■ Text to read ■
-*-*-

There
are two major ways through which a marriage contracted in line with Sharia or
Islamic principles, can be dissolved, which are;

1.     Talaq
and

2.     Khul’u.

In
view of the fact that the second method of dissolution of marriage is less
discussed and consequently, less known in this part of the world when compared
to Talaq, focus shall be on Khul’u in a bid to shed more light on the subject..

The Khul’u System of
Dissolution of Marriage.

Khul’u
means the dissolution of a marriage, usually on the giving of  something
of value, by the wife, to the husband. It is initiated at the instance of the
wife, against her husband, where she is so unhappy in her marriage, or the
relationship between her and her husband, is so strained, that a harmonious
relationship between them, as spouses, is impracticable. Certain scholars take
the position that for Khul’u to be effective, the dissatisfied wife may, as
consideration for the divorce, surrender the dowry and other material gifts,
where necessary, to her husband, to compensate him for his material losses. The
husband on the other hand, may, if he likes, waive his right to compensation,
and simply agree to divorce her. Once Khul’u occurs, it is an irrevocable form
of divorce. This system of divorce is sometimes referred to as ‘Khula’.

-*-*-

■ Dataset section ■
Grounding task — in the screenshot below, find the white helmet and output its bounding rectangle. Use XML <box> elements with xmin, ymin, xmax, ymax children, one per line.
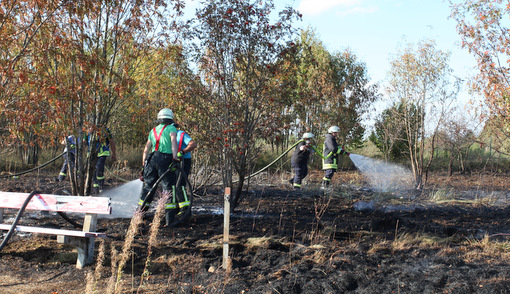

-*-*-

■ Set problem ■
Pick up the text on Khul'u and the dissolution of marriage after its final sentence and keep writing. This material has no connection to the text on Khul'u.

■ Response ■
The
most well-known story that references khul’u and serves as the basis for legal
interpretations, is the story of Jamilah, the wife of Thabit ibn Qays:

1.     Narrated Ibn ‘Abbas: The wife of Thabit bin Qais
came to the Prophet (PBUH) and said, “O Allah’s Apostle! I do not blame
Thabit for defects in his character or his religion, but I, being a Muslim,
dislike to behave in un-Islamic manner if I remain with him.” On that
Allah’s Apostle (PBUH) said to her, “Will you give back the garden which
your husband has given you as Mahr (dowry)?” She said, “Yes.”
Then the Prophet (PBUH) ordered to Thabit, “O Thabit! Accept your garden
and divorce her once.” See  http://www.searchtruth.com/book_display.php?book=63&translator=1&start=0&number=197

There
are two principal ways for a wife to achieve divorce through Khul’u;

(i)                 She
informs her husband that she no longer wishes to remain in marriage with him;
and requests that he divorce  her.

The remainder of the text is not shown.